■ Work task
When you spot the word "Target" in a line of the data below, copy that line.

------ Data for this task

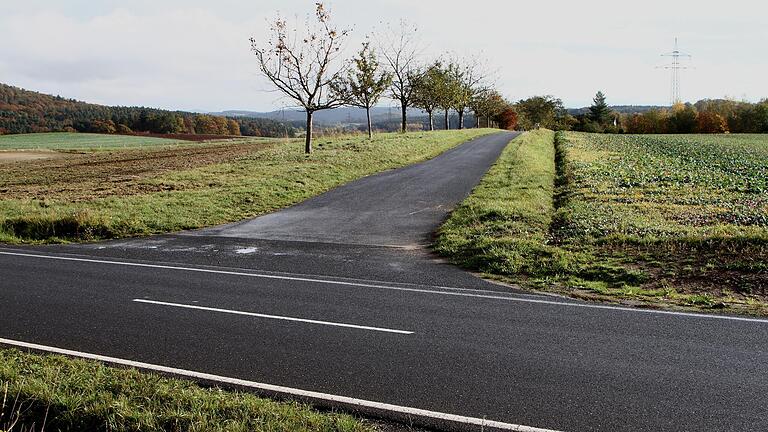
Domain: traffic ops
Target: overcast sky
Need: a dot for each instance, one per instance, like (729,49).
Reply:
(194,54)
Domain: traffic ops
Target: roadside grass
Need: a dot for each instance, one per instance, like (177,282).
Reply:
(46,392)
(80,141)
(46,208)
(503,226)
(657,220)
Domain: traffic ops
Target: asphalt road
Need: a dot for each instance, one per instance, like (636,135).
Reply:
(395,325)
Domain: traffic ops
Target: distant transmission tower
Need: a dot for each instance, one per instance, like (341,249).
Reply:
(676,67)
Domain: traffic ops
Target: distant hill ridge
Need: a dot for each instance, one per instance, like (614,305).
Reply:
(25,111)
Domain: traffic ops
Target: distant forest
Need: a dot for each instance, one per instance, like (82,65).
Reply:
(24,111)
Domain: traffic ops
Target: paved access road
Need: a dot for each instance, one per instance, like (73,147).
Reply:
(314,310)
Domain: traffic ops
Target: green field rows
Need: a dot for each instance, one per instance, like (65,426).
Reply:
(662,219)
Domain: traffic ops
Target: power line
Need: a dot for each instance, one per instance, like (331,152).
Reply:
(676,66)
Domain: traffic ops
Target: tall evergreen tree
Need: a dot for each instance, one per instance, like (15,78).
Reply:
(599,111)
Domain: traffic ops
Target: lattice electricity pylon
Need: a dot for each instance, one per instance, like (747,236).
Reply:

------------
------ Data for this task

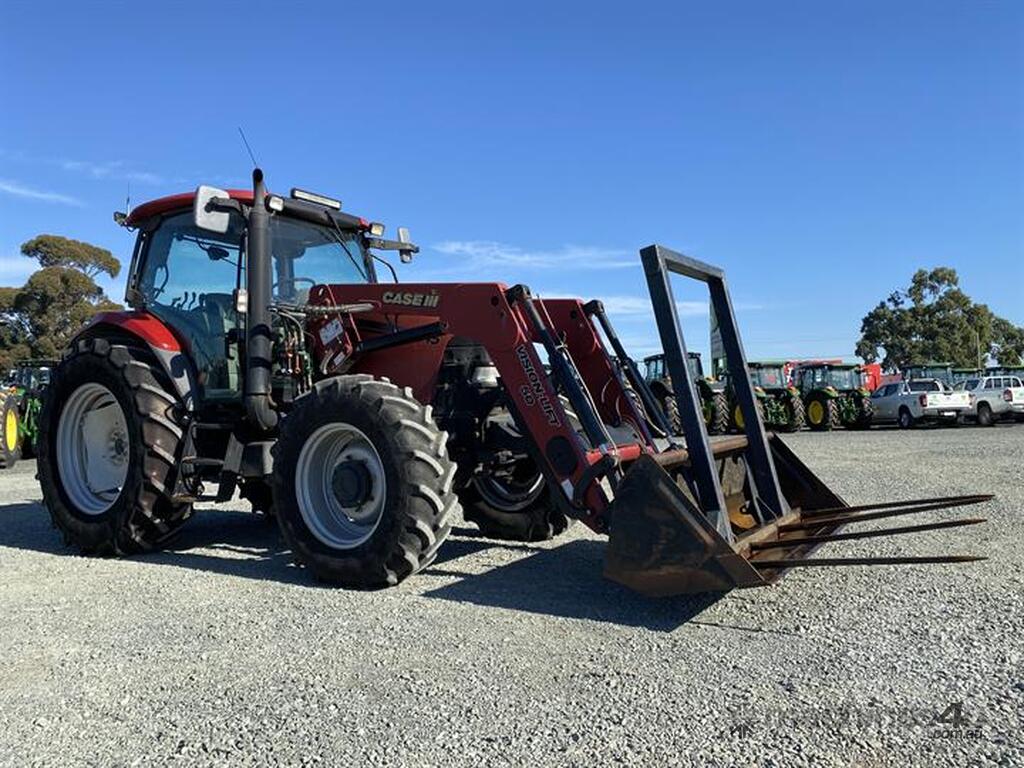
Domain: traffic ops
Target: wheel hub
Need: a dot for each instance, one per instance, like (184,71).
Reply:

------------

■ Output
Target: overcast sky
Target: roadside grass
Target: asphalt road
Target: distant transmission tower
Target: distant hill ridge
Target: distant forest
Target: paved access road
Target: green field rows
Target: power line
Target: tall evergreen tree
Target: lattice electricity pylon
Target: wheel hub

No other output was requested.